# Exercise objective
Using the data below, repeat all of it precisely.

Stored data entries:
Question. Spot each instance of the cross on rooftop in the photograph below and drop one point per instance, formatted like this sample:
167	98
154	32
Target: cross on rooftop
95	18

# Result below
Question. Spot each instance of the cross on rooftop in the photograph below and drop one point per instance, formatted like this sample:
167	98
154	32
Target: cross on rooftop
95	18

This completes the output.